TASK REQUIREMENTS: Copy the stretch of the records below from the line containing "Mark the innermost point of each instance of the red" through the end of the records, and raise every pixel coordinate value by 24. Leave the pictures out.

LISTED ENTRIES:
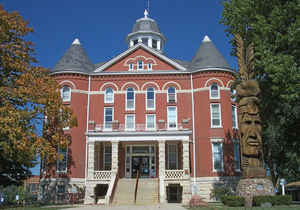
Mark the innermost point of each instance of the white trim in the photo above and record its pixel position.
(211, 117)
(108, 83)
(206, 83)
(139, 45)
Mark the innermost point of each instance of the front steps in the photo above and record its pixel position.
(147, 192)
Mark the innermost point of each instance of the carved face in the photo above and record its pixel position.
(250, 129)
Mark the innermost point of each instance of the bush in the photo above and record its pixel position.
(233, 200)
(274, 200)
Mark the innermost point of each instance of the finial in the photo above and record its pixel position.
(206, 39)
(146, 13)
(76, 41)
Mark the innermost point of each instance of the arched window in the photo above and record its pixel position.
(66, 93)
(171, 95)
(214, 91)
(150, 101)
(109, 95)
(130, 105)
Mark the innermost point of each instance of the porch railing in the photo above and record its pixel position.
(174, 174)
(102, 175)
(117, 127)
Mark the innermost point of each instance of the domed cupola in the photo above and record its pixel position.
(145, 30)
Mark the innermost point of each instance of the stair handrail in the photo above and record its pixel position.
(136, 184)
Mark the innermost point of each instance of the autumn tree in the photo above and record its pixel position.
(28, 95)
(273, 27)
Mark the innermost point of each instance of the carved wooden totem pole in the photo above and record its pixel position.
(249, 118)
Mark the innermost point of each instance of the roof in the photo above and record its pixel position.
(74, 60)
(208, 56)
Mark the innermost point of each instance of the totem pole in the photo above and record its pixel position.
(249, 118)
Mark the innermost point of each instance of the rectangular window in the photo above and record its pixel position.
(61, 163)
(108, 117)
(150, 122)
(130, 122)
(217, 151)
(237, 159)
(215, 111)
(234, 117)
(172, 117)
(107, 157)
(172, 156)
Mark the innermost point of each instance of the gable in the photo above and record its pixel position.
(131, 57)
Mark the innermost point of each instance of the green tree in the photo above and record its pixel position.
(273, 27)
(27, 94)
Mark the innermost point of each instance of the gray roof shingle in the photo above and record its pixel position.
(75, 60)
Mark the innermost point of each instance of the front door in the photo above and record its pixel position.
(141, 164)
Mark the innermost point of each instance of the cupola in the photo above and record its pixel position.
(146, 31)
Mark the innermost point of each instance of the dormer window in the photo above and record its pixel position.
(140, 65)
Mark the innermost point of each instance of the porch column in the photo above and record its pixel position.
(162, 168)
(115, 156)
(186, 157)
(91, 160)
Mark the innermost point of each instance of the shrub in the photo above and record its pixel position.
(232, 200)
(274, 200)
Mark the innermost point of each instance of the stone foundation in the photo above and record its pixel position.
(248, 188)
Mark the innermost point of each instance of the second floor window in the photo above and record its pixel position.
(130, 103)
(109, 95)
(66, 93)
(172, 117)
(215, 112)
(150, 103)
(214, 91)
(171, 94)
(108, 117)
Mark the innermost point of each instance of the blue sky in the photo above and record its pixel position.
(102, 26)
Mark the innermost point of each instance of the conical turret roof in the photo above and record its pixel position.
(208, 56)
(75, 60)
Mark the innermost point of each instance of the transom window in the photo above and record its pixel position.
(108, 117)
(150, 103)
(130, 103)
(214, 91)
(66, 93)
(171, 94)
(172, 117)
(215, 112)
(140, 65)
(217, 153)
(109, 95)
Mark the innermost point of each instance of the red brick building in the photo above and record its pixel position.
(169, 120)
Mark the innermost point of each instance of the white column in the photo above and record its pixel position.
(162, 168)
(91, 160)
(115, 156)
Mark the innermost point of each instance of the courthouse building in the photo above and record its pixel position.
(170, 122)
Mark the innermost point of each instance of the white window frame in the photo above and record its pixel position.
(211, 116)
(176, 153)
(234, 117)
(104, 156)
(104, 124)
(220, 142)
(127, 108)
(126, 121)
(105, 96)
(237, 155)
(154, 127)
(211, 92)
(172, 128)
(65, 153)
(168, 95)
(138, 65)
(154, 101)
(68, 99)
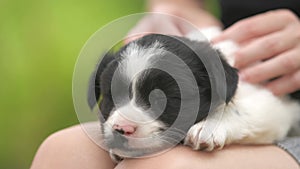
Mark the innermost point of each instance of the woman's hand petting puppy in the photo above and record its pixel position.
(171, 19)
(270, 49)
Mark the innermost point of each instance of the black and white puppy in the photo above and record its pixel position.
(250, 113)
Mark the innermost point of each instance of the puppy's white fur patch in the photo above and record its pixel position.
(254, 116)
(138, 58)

CORRECT RESPONSE:
Mark the innermost point of each instance of the red brick building in the photo above and record its pixel position.
(193, 144)
Mark the innermost point of each instance of the white column in the photo above and record its pixel position.
(186, 192)
(115, 184)
(139, 180)
Mark the innermost point of each instance of the courthouse building in the photo above and record its pixel position.
(194, 146)
Mark the innermost point of each instance of the white window frame in the photo above and record its pixel position.
(235, 140)
(200, 177)
(258, 141)
(128, 180)
(128, 148)
(244, 166)
(151, 132)
(150, 145)
(129, 120)
(261, 179)
(178, 151)
(235, 116)
(196, 152)
(89, 177)
(192, 119)
(162, 89)
(178, 125)
(92, 123)
Mark the innermost point of each instance of the woman's hand petting puppy in the photo above and record its pixel position.
(195, 43)
(294, 73)
Mark the innermost point of each instance of the black and white puppy in the photo above and record its pixel position.
(274, 137)
Mark the innermost point of each instance of the puppy's white fur patch in the photo above and record its pixel position.
(278, 140)
(162, 82)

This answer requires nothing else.